> [STORED RECORDS]:
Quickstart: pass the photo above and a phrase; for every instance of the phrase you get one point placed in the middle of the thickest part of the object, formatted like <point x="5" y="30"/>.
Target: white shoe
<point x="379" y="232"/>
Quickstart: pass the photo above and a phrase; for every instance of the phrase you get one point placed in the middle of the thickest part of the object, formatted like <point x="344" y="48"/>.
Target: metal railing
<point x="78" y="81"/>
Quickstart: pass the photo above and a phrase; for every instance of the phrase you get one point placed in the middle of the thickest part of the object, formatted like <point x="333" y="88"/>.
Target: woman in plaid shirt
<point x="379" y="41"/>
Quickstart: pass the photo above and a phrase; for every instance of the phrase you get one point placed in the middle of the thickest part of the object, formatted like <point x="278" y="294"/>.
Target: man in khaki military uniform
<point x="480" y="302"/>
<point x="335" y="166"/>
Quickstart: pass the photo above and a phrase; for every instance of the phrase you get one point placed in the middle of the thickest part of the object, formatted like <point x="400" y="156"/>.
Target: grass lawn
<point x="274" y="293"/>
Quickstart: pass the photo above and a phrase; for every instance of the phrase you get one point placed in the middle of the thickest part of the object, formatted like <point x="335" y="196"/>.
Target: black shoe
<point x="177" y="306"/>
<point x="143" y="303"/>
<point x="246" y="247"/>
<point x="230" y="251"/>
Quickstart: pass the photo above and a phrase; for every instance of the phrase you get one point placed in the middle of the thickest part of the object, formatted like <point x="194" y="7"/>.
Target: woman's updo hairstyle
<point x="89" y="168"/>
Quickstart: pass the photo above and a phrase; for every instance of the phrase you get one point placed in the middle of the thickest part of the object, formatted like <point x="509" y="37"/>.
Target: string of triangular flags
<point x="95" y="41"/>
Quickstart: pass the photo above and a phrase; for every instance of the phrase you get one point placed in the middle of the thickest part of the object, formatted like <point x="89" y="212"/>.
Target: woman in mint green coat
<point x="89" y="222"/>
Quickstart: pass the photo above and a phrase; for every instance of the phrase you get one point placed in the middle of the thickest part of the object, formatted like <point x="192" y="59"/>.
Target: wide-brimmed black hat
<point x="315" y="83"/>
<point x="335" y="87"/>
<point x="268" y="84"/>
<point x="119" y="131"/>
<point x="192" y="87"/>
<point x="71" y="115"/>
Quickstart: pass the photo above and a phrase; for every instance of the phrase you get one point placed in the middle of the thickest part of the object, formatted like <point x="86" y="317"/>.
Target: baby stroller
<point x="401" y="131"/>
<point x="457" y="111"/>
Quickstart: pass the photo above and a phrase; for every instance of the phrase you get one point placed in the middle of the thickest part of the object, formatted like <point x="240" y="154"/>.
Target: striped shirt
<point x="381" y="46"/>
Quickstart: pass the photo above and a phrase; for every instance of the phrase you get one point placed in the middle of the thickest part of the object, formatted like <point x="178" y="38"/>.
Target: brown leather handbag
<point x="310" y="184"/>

> [WHAT THE TASK ASKS]: Copy out the full set of records precisely, leaving nothing out.

> [EXERCISE RESPONSE]:
Quickstart: pass the photo above and a phrase; for every instance of the phrase you get one point placed in the middle of the thickest part of the object, formatted like <point x="5" y="30"/>.
Target: white shoe
<point x="379" y="232"/>
Quickstart: pass the photo above and a phrase; for every instance of the phrase you get one point placed in the middle of the thickest part of the object, formatted like <point x="344" y="48"/>.
Target: metal railing
<point x="78" y="81"/>
Quickstart: pass the photo above and a phrase; for every instance of the phrase you get one point placed in the middle of the thickest part of the object, formatted like <point x="333" y="88"/>.
Target: woman in plaid shirt
<point x="379" y="41"/>
Quickstart: pass the photo above and a phrase; for every instance of the phrase you get one point placed in the middle of the thickest part of the object, formatted like <point x="278" y="294"/>.
Target: man in khaki military uniform
<point x="480" y="302"/>
<point x="335" y="166"/>
Quickstart: pass the photo above and a phrase; for every instance of the phrase you get one point placed in the middle of the thickest part of the object, formatted like <point x="400" y="156"/>.
Target: grass lawn
<point x="274" y="293"/>
Quickstart: pass the photo above and a phrase; for every instance of the phrase you get one point placed in the middle of the thickest part of the object, formatted like <point x="335" y="196"/>.
Target: black shoe
<point x="177" y="306"/>
<point x="143" y="303"/>
<point x="246" y="247"/>
<point x="230" y="251"/>
Quickstart: pass the photo above and a phrase; for every instance of the phrase you get one point placed in the middle of the thickest part of the object, formatted like <point x="194" y="7"/>.
Target: woman's updo hairstyle
<point x="89" y="168"/>
Quickstart: pass the photo above and a phrase; for every instance of the phrase you get one point placed in the middle of the thickest part of the object, formatted like <point x="509" y="37"/>.
Target: string of triangular flags
<point x="95" y="41"/>
Quickstart: pass the photo above and a phrase; for every instance of the phrase you get one point placed in the middle of the thickest part of the object, formatted like <point x="89" y="212"/>.
Target: woman in mint green coat
<point x="89" y="222"/>
Quickstart: pass the photo above and a phrase; for every instance of the phrase you get one point placed in the middle of the thickest part of the object, formatted like <point x="192" y="59"/>.
Target: wide-brimmed black hat
<point x="315" y="83"/>
<point x="335" y="87"/>
<point x="268" y="84"/>
<point x="119" y="131"/>
<point x="192" y="87"/>
<point x="71" y="115"/>
Quickstart: pass the photo above and a phrase; for every instance of the phrase you get one point placed in the middle of the thickest part of the object, formatted like <point x="86" y="317"/>.
Target: baby stroller
<point x="401" y="131"/>
<point x="457" y="111"/>
Quickstart: pass the photo above and a phrase; for every instance of the phrase you get one point placed in the middle of the thickest part of the object, formatted like <point x="240" y="154"/>.
Target: striped shirt
<point x="381" y="46"/>
Quickstart: pass the photo above and a phrase; for every instance of the phrase you get one point placed in the middle of the thickest part of the object, formatted like <point x="178" y="38"/>.
Target: brown leather handbag
<point x="310" y="184"/>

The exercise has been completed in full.